▶ _Given exercise_
Retype the data word for word, from its first line through the line containing "[[17, 307], [525, 353], [358, 231]]", with both ends included.

(Object point labels)
--- begin ---
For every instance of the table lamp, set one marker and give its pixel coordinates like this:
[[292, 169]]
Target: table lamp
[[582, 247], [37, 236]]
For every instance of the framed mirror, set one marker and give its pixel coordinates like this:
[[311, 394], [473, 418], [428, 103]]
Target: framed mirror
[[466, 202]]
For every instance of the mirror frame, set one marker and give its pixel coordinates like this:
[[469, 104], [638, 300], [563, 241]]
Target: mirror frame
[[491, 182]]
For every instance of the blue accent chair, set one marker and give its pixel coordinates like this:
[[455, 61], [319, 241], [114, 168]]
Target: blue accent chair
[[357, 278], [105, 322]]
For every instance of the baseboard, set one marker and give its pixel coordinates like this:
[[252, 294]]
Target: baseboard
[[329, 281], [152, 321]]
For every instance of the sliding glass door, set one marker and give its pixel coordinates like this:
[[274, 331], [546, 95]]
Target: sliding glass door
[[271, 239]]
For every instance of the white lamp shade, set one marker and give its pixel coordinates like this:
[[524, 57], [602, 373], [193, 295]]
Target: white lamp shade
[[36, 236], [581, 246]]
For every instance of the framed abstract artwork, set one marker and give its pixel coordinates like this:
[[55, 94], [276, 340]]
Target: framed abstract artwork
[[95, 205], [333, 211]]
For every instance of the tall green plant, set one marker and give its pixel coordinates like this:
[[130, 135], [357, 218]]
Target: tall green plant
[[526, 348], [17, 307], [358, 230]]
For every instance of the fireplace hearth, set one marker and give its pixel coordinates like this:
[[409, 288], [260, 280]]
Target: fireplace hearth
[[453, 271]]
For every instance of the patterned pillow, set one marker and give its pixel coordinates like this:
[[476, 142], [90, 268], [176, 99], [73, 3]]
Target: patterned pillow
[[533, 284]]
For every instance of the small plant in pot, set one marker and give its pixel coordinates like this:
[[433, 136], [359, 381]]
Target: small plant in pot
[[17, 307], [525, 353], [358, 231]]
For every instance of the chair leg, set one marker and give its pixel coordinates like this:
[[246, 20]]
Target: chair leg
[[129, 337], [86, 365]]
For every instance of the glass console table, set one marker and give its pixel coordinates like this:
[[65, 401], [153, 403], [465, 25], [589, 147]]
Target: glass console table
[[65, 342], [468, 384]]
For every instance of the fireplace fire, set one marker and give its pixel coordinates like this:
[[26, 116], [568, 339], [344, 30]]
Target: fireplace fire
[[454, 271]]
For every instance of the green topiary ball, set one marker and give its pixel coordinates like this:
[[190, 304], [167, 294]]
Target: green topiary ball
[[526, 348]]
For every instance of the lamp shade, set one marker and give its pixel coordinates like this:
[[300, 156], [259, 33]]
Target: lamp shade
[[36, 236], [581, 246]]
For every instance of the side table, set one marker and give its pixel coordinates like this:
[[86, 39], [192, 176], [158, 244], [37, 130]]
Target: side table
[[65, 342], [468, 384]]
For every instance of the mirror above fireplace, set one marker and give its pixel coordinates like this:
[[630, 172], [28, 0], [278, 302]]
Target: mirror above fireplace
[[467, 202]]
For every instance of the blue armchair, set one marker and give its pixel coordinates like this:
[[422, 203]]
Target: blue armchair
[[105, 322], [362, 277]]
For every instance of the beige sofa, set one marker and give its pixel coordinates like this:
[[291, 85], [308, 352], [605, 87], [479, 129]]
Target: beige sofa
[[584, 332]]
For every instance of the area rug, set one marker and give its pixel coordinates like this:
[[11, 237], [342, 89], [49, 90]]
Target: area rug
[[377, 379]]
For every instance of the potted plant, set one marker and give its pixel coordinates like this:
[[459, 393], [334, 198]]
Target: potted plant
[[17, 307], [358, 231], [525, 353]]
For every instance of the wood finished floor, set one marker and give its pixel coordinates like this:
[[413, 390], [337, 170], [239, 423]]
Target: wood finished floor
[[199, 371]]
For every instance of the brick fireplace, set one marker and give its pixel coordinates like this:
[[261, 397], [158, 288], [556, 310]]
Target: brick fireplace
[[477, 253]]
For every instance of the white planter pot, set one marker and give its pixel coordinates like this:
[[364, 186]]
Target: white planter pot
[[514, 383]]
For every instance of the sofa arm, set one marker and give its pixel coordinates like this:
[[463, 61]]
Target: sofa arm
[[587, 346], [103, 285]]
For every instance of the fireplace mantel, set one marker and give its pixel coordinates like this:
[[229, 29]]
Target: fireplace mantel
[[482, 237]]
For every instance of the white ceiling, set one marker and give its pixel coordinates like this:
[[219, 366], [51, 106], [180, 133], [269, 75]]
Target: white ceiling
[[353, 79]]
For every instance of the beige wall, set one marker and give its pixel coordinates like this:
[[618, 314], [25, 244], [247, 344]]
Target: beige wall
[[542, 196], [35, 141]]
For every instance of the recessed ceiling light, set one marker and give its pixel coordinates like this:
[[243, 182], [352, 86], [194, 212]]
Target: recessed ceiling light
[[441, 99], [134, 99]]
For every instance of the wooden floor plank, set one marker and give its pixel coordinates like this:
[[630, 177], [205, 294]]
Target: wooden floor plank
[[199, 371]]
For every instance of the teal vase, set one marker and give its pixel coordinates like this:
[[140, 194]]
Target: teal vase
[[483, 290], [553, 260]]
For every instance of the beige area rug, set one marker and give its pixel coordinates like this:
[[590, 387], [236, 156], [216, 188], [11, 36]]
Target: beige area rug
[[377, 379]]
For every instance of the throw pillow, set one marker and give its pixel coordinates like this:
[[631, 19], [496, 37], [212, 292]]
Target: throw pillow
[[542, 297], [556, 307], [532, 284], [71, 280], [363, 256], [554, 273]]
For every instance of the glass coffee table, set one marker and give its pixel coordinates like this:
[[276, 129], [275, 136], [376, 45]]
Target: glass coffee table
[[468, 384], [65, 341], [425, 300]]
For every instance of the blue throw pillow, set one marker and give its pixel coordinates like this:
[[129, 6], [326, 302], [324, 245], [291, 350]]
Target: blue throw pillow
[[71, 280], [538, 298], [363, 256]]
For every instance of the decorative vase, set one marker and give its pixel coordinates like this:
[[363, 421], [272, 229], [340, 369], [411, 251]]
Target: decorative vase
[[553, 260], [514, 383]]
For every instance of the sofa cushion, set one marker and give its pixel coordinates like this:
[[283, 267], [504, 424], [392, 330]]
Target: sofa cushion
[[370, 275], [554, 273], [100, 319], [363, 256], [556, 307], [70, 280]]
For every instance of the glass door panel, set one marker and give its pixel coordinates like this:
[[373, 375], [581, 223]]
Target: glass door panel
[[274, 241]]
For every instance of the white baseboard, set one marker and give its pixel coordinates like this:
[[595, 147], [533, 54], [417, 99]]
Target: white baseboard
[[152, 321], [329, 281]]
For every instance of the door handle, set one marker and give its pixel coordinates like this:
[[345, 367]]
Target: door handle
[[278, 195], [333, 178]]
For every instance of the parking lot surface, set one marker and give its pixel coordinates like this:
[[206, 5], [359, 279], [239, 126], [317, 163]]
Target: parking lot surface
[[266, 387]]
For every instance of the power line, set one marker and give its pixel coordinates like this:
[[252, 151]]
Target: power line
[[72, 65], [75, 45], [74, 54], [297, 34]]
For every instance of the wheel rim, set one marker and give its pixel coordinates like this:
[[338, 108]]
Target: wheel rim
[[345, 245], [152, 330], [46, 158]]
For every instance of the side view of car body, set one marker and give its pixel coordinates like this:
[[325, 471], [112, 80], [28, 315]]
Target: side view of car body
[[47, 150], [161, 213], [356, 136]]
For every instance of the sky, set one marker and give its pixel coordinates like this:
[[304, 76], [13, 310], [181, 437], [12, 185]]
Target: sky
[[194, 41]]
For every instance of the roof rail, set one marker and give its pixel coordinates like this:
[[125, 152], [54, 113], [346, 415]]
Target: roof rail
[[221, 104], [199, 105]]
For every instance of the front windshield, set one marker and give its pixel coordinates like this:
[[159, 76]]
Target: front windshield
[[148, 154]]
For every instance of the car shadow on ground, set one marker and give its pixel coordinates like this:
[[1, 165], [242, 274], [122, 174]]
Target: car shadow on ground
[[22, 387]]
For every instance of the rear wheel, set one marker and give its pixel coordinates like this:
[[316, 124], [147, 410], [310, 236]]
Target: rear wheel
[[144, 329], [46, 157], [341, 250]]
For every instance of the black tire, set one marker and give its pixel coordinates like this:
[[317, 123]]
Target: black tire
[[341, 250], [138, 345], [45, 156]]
--- end ---
▶ _Answer to the task_
For every instance of the table lamp, set one marker and give its pixel coordinates like this:
[[292, 169]]
Target: table lamp
[[582, 247], [37, 236]]
For every instance of the framed mirror, set one marker and give its pixel coordinates like this:
[[311, 394], [473, 418], [428, 103]]
Target: framed mirror
[[466, 202]]
For every instance of the mirror frame, set one marker and give its pixel coordinates like this:
[[469, 104], [638, 300], [563, 241]]
Target: mirror frame
[[491, 182]]
For every instance of the blue accent chair, set one marker and give its pixel coordinates like this:
[[455, 61], [319, 241], [114, 168]]
Target: blue accent chair
[[357, 278], [105, 322]]
For every instance of the baseboard, set one marker and give its pixel coordinates like this:
[[252, 294]]
Target: baseboard
[[329, 281], [152, 321]]
For every instance of the sliding glass door, set one marker and give its pixel coordinates like this:
[[274, 331], [546, 95]]
Target: sliding glass door
[[271, 239]]
For every instance of the white lamp shade, set one marker and give its pixel coordinates like this:
[[524, 57], [602, 373], [193, 295]]
Target: white lamp shade
[[36, 236], [581, 246]]
For every instance of the framed abstract artwork, set one marker and give its pixel coordinates like this:
[[55, 94], [276, 340]]
Target: framed abstract artwork
[[95, 205], [333, 211]]
For every instance of the tall green plant, set one marker and give its pixel coordinates like this:
[[130, 135], [357, 218]]
Target: tall green plant
[[526, 348], [17, 307], [358, 230]]
For every instance of the fireplace hearth, set one marker and give its pixel coordinates like this:
[[409, 288], [260, 280]]
Target: fireplace hearth
[[453, 271]]
For every instance of the patterned pillow, set one marker and give its pixel coordinates like this:
[[476, 142], [90, 268], [176, 99], [73, 3]]
Target: patterned pillow
[[533, 284]]
For every instance of the small plant in pot, set one marker and give its pixel coordinates like this:
[[433, 136], [359, 381]]
Target: small plant in pot
[[17, 307], [525, 353], [358, 231]]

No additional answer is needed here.